■ Task objective
Lines with the word "jacket" in them are the ones to copy from the records.

■ Input records

□ □ □ □ □ □ □

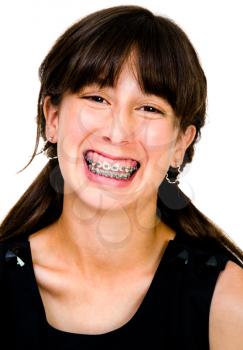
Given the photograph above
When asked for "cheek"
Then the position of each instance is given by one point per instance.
(159, 138)
(89, 119)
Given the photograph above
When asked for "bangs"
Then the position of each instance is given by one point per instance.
(163, 58)
(102, 58)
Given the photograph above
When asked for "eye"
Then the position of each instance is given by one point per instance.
(152, 109)
(95, 98)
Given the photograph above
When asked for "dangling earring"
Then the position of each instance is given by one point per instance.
(172, 175)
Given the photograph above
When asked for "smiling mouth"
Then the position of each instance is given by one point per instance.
(113, 169)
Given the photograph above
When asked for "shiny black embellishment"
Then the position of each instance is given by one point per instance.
(10, 256)
(183, 255)
(212, 261)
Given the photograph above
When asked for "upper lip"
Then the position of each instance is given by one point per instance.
(110, 156)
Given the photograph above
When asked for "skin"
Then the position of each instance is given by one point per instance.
(107, 234)
(118, 125)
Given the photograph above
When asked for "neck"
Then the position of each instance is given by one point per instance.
(109, 241)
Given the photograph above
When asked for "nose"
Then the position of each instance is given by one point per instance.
(120, 128)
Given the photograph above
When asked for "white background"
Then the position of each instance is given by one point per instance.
(214, 179)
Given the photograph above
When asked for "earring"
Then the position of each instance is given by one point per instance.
(173, 175)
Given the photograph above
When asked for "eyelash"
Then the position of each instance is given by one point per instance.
(93, 97)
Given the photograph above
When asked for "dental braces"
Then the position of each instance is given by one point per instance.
(108, 173)
(114, 167)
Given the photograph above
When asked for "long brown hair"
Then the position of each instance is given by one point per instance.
(94, 50)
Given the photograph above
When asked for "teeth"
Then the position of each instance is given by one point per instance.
(114, 167)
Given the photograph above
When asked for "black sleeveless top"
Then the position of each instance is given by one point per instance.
(173, 315)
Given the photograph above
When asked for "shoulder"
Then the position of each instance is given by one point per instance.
(226, 312)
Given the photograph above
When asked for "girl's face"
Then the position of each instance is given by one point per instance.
(123, 129)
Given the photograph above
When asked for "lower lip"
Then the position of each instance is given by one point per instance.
(106, 180)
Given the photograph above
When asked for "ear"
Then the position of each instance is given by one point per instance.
(51, 115)
(183, 142)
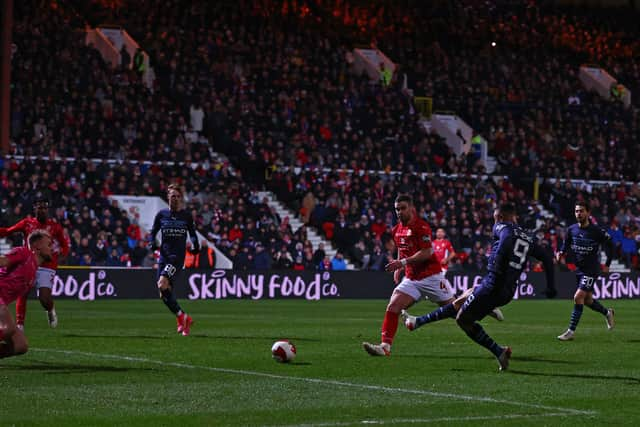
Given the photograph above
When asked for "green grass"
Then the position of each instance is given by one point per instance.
(121, 363)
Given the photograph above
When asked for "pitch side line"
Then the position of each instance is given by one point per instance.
(429, 420)
(319, 381)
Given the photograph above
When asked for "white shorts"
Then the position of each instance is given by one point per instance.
(44, 277)
(435, 288)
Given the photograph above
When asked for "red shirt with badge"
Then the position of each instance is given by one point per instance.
(18, 277)
(28, 225)
(442, 248)
(410, 239)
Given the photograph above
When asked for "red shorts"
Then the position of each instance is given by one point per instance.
(9, 293)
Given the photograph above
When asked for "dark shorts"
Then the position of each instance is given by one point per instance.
(169, 271)
(585, 282)
(482, 301)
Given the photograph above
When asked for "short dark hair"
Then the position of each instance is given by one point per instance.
(404, 198)
(507, 209)
(585, 205)
(37, 235)
(175, 187)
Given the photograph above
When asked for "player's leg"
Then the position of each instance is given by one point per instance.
(476, 307)
(12, 340)
(166, 276)
(21, 310)
(44, 284)
(595, 305)
(404, 295)
(438, 290)
(585, 287)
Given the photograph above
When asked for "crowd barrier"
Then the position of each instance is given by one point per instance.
(88, 284)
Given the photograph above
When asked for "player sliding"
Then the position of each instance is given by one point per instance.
(174, 224)
(17, 276)
(584, 240)
(46, 272)
(510, 249)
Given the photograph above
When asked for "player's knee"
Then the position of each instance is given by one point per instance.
(163, 283)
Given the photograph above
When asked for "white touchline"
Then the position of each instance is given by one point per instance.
(318, 381)
(431, 420)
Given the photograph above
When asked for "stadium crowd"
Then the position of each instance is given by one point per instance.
(270, 85)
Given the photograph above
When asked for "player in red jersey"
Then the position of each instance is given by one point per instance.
(47, 271)
(423, 275)
(443, 249)
(17, 276)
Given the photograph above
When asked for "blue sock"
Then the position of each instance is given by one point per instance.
(575, 316)
(596, 306)
(478, 334)
(440, 313)
(170, 301)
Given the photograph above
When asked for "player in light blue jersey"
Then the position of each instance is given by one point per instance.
(174, 224)
(584, 240)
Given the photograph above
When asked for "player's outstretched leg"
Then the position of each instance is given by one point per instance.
(445, 312)
(576, 314)
(183, 320)
(607, 313)
(46, 300)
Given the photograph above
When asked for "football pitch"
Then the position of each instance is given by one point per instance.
(122, 363)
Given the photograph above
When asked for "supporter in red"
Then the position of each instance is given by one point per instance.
(17, 276)
(423, 275)
(47, 271)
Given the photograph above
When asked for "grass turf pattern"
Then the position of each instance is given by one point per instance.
(122, 363)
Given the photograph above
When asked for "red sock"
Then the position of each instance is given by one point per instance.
(389, 327)
(21, 309)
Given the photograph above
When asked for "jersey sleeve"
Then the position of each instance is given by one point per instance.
(504, 248)
(566, 243)
(607, 245)
(423, 236)
(20, 226)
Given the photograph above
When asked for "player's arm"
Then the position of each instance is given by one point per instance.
(539, 253)
(564, 247)
(452, 254)
(421, 256)
(16, 255)
(154, 230)
(607, 245)
(63, 241)
(17, 227)
(195, 244)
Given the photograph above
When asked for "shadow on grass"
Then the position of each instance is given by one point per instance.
(147, 337)
(588, 376)
(51, 368)
(209, 336)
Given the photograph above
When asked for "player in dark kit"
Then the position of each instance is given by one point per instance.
(509, 251)
(174, 224)
(584, 240)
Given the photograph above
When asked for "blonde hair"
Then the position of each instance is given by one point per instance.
(174, 187)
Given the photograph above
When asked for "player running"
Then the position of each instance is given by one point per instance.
(509, 251)
(47, 271)
(584, 240)
(174, 224)
(423, 275)
(17, 275)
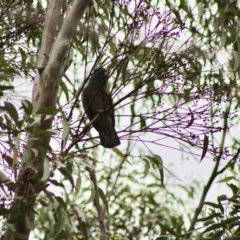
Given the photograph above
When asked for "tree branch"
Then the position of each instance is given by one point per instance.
(4, 180)
(45, 92)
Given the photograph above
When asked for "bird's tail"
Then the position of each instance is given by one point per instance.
(109, 140)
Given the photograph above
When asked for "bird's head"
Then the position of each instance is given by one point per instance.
(99, 77)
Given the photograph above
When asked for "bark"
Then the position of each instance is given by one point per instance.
(45, 91)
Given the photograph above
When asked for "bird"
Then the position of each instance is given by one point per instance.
(96, 99)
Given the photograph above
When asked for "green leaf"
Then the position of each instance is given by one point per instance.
(205, 147)
(11, 111)
(103, 197)
(236, 60)
(93, 193)
(227, 179)
(67, 173)
(65, 90)
(46, 169)
(158, 162)
(147, 167)
(26, 156)
(60, 221)
(48, 111)
(77, 185)
(27, 106)
(66, 131)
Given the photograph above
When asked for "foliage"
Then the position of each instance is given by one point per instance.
(172, 76)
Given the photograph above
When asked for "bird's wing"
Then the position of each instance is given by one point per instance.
(93, 101)
(110, 104)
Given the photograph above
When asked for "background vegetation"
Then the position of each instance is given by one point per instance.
(174, 77)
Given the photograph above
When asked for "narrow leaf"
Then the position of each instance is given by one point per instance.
(11, 111)
(103, 197)
(93, 193)
(46, 170)
(205, 147)
(77, 185)
(66, 131)
(147, 167)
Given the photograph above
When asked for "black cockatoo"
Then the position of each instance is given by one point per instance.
(97, 99)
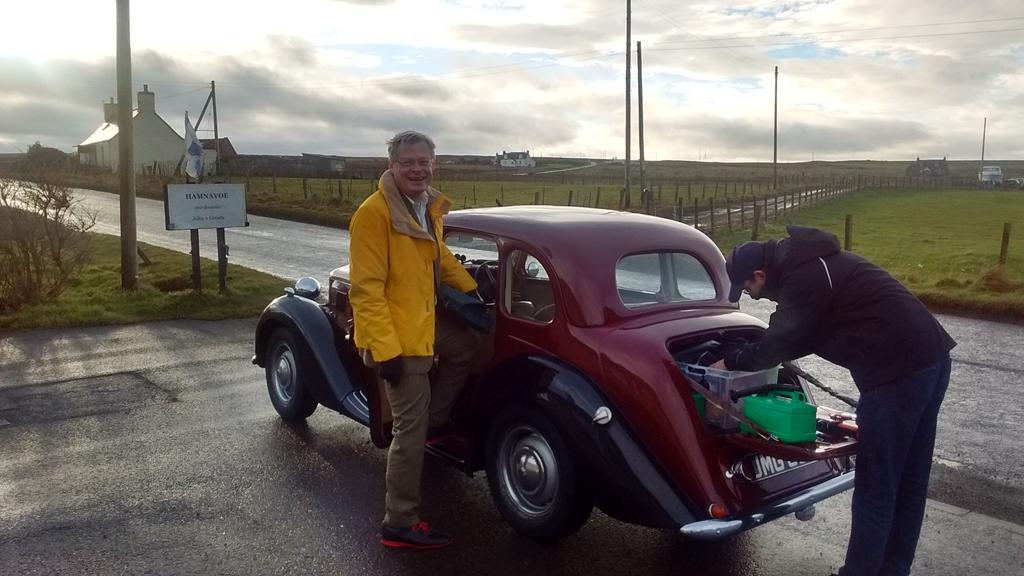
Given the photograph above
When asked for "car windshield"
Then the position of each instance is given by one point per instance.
(663, 277)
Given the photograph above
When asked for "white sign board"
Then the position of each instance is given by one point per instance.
(199, 206)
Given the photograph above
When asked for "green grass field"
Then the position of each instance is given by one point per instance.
(164, 292)
(943, 244)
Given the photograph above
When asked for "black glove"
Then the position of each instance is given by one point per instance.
(390, 370)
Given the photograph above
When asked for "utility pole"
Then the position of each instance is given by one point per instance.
(774, 161)
(126, 161)
(216, 132)
(629, 59)
(643, 187)
(984, 128)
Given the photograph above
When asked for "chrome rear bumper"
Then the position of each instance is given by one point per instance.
(715, 529)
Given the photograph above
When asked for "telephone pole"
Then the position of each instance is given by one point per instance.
(984, 128)
(629, 59)
(126, 161)
(216, 130)
(774, 161)
(643, 187)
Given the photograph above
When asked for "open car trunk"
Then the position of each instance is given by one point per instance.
(836, 429)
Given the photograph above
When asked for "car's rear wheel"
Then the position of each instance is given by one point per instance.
(532, 477)
(289, 370)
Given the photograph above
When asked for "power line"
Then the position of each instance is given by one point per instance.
(799, 42)
(844, 31)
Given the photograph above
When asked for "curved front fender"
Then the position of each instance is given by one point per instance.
(308, 321)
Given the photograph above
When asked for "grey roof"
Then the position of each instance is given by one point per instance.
(104, 132)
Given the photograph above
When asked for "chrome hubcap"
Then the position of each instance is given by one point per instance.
(284, 373)
(528, 469)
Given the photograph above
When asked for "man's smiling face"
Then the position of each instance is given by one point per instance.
(413, 168)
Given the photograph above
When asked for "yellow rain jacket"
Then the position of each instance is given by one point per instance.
(391, 269)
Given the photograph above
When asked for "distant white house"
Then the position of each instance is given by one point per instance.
(514, 160)
(158, 148)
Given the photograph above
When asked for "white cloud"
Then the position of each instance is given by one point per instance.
(858, 79)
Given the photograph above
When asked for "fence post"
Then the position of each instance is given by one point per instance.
(757, 220)
(1005, 248)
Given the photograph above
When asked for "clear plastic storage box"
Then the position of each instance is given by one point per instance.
(721, 383)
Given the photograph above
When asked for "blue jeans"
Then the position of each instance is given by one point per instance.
(896, 438)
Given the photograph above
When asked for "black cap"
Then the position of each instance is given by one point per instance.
(745, 258)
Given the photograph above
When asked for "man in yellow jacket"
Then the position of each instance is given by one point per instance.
(397, 260)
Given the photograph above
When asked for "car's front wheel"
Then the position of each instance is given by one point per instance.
(532, 477)
(289, 369)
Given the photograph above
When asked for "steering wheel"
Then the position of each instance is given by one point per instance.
(486, 281)
(545, 313)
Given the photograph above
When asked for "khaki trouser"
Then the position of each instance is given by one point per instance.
(416, 406)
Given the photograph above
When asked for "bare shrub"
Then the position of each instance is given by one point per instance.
(43, 241)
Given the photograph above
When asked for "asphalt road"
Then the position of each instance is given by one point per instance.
(153, 449)
(982, 423)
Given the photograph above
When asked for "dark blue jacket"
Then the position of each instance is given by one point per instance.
(843, 307)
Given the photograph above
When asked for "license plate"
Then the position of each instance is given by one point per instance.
(768, 466)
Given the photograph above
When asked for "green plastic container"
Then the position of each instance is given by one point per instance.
(785, 414)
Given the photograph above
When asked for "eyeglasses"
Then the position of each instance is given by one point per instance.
(409, 163)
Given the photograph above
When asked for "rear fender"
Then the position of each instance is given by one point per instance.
(307, 320)
(627, 483)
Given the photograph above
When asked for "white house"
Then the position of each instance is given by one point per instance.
(514, 160)
(157, 146)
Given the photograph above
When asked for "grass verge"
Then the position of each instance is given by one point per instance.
(164, 292)
(942, 244)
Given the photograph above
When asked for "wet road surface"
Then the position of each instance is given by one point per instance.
(982, 424)
(153, 449)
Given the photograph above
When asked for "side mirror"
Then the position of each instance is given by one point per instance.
(307, 288)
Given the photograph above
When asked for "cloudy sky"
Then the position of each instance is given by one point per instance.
(868, 79)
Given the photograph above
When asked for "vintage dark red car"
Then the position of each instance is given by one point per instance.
(578, 399)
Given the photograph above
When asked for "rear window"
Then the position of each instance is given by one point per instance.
(663, 277)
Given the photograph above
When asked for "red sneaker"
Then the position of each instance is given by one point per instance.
(418, 536)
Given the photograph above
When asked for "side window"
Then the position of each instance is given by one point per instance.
(692, 281)
(528, 294)
(663, 277)
(468, 247)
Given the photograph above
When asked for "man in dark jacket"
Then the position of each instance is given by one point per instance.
(850, 312)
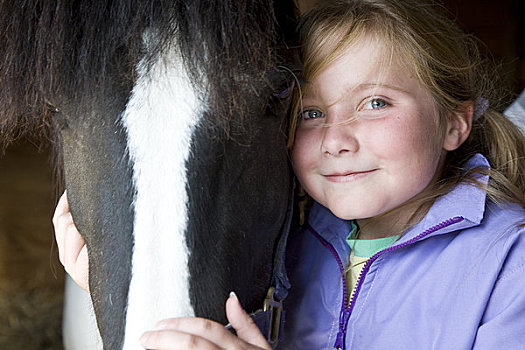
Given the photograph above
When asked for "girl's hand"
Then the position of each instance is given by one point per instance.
(72, 249)
(203, 334)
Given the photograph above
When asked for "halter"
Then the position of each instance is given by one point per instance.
(270, 319)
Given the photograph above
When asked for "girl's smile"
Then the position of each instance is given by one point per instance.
(367, 138)
(348, 176)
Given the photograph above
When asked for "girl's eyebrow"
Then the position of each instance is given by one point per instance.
(366, 86)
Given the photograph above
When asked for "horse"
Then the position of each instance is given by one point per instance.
(168, 120)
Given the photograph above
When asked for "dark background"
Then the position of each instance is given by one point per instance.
(31, 278)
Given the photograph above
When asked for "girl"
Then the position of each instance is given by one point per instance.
(415, 238)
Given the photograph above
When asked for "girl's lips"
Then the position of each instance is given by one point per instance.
(349, 176)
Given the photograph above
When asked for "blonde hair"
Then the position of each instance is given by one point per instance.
(446, 62)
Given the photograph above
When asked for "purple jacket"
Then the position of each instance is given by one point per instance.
(456, 280)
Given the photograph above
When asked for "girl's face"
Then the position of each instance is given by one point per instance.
(367, 139)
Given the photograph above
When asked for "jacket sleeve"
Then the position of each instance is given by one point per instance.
(503, 323)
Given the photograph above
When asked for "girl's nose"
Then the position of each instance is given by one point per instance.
(339, 139)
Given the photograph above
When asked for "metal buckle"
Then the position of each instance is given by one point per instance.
(274, 307)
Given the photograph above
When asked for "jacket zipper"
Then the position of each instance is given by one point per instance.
(345, 313)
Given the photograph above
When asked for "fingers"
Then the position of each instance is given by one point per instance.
(198, 333)
(188, 333)
(61, 219)
(246, 329)
(72, 249)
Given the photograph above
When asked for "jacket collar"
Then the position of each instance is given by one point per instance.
(464, 200)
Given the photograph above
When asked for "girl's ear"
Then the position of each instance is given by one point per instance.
(459, 124)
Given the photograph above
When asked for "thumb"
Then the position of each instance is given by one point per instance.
(243, 324)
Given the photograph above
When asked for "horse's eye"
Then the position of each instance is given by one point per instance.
(285, 91)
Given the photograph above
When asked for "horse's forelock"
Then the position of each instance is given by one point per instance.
(56, 52)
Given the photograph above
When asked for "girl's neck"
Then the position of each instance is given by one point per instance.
(392, 223)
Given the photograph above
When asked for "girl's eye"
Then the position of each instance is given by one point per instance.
(311, 114)
(375, 103)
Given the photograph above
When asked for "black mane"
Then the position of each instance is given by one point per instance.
(61, 51)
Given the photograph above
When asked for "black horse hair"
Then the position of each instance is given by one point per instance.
(62, 51)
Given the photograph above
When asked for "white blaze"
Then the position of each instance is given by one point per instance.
(159, 119)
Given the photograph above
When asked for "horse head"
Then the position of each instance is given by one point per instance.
(170, 121)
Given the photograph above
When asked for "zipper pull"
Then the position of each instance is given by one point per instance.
(340, 341)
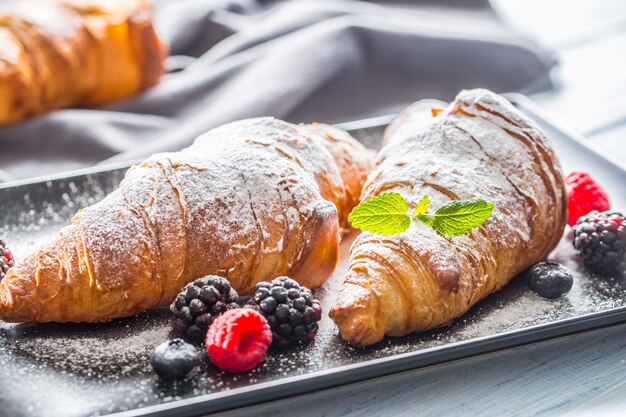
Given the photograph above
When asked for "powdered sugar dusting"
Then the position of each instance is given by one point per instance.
(89, 370)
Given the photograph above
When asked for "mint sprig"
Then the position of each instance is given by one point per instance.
(387, 214)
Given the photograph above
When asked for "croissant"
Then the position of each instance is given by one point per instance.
(60, 53)
(479, 146)
(250, 200)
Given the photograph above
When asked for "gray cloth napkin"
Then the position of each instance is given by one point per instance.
(308, 60)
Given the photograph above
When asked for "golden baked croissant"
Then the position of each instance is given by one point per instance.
(480, 146)
(250, 200)
(60, 53)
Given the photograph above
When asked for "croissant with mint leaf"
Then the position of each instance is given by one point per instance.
(249, 201)
(463, 198)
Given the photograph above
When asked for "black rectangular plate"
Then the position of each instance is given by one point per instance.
(99, 369)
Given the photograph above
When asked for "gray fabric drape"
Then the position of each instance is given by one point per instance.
(308, 60)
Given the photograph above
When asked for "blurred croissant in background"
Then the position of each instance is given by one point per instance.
(63, 53)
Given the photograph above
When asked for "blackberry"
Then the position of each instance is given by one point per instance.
(200, 303)
(290, 310)
(6, 259)
(549, 279)
(174, 359)
(600, 237)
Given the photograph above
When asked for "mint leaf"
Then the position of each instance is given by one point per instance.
(385, 214)
(459, 217)
(422, 206)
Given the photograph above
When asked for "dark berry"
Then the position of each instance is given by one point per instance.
(549, 279)
(174, 359)
(289, 308)
(6, 259)
(238, 340)
(200, 303)
(584, 195)
(600, 237)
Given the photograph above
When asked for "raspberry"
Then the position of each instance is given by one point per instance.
(601, 240)
(199, 303)
(238, 340)
(584, 195)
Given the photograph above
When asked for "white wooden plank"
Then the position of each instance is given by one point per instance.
(590, 90)
(611, 142)
(562, 23)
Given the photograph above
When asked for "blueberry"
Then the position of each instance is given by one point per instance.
(174, 359)
(549, 279)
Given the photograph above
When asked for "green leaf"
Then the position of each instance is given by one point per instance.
(459, 217)
(422, 206)
(385, 214)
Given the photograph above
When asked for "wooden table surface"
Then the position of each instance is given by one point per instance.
(578, 375)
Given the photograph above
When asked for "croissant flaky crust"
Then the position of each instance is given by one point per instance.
(61, 53)
(250, 200)
(480, 146)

□ □ □ □ □ □ □

■ Solution for this problem
When asked for "yellow rain jacket"
When asked for "man in yellow jacket"
When asked for "dark blue jacket"
When asked for "man in dark jacket"
When asked for "purple jacket"
When asked for "jacket sleeve"
When asked for "jacket zipper"
When asked for "jacket collar"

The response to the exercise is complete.